━━ Data shown ━━

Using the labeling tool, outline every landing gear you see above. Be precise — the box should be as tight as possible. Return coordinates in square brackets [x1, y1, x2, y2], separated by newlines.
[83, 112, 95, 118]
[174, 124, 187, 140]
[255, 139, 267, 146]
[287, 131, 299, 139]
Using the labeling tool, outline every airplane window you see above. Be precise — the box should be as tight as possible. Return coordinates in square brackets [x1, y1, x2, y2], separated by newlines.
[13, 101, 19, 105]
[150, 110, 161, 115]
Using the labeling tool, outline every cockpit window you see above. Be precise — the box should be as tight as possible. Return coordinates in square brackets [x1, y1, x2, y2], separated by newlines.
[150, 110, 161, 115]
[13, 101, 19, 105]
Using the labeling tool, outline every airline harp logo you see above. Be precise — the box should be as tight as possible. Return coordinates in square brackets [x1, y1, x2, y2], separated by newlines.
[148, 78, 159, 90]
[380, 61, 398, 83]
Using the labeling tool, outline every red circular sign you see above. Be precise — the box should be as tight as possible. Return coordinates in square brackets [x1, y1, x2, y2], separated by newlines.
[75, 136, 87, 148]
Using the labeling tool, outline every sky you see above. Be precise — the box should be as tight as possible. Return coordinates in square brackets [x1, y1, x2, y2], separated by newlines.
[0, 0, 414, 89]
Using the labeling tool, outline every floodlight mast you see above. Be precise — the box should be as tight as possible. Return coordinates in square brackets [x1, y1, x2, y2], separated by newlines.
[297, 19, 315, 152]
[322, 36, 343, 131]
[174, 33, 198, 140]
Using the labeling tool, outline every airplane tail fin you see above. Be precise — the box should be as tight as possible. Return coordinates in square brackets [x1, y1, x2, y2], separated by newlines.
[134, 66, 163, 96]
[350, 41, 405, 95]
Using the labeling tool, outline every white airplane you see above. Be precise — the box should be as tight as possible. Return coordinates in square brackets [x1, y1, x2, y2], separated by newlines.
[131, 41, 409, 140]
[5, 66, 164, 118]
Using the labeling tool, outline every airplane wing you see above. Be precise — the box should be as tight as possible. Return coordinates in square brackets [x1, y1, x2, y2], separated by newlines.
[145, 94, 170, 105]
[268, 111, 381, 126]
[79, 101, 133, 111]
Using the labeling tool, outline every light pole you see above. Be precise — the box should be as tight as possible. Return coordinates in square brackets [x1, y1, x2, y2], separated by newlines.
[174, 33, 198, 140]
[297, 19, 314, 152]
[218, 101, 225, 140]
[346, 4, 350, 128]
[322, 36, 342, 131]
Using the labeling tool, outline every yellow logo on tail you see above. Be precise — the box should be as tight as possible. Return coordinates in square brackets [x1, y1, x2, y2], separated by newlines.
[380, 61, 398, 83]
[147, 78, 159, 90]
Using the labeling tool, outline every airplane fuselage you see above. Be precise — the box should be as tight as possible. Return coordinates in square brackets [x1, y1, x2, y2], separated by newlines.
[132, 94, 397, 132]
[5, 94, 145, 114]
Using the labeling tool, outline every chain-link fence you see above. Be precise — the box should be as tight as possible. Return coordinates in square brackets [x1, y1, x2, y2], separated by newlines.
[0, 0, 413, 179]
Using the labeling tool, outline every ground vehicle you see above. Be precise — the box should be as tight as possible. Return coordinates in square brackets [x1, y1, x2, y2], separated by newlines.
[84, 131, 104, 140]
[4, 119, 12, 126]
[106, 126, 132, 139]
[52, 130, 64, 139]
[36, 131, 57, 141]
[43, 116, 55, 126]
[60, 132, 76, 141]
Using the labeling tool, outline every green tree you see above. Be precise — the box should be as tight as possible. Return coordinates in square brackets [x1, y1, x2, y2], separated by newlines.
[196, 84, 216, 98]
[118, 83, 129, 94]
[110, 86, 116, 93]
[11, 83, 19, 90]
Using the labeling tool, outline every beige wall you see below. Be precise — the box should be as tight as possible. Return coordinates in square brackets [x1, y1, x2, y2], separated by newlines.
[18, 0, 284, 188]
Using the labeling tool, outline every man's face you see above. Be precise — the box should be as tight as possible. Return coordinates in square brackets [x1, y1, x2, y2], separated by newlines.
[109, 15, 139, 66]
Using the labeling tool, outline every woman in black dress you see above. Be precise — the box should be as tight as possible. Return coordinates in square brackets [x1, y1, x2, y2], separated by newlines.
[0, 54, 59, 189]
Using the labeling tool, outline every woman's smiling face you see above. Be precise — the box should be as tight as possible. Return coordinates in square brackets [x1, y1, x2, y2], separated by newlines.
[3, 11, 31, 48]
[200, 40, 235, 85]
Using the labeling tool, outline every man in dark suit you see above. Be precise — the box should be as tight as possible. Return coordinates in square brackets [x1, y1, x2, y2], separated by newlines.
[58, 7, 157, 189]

━━━

(Exercise instructions):
The result consists of the line with "Using the labeling tool, outline every beige" through the last line of the entries above, repeated exactly and with nothing else.

(Answer section):
Using the labeling tool, outline every beige wall you see below. Be precise — the box should be as tight as possible. Return coordinates in square brackets [x1, y1, x2, y2], separated by newlines.
[18, 0, 284, 188]
Using the labeling tool, outline every man's face you see above. Be precise — the box should be as tight as possible. Return coordinates in square brackets [x1, y1, x2, y2], separated by newlines.
[109, 15, 139, 66]
Using the labeling tool, outline every woman in black dress you see above. Be precise — the box should be as tight as possible. Return coordinates in square brackets [x1, y1, x2, y2], separated by newlines.
[0, 54, 59, 189]
Using the labeling tool, outline every woman's smiling face you see above. Be precise — the box should be as tight as possible. Return coordinates in square brackets [x1, y1, x2, y2], separated by newlines.
[3, 11, 31, 48]
[200, 40, 235, 85]
Using the labeling tool, outline every man in dark suit you see above. Be precise — the box should be as tight as possible. Return coordinates in square brackets [x1, y1, x2, y2], separated by newlines.
[58, 7, 157, 189]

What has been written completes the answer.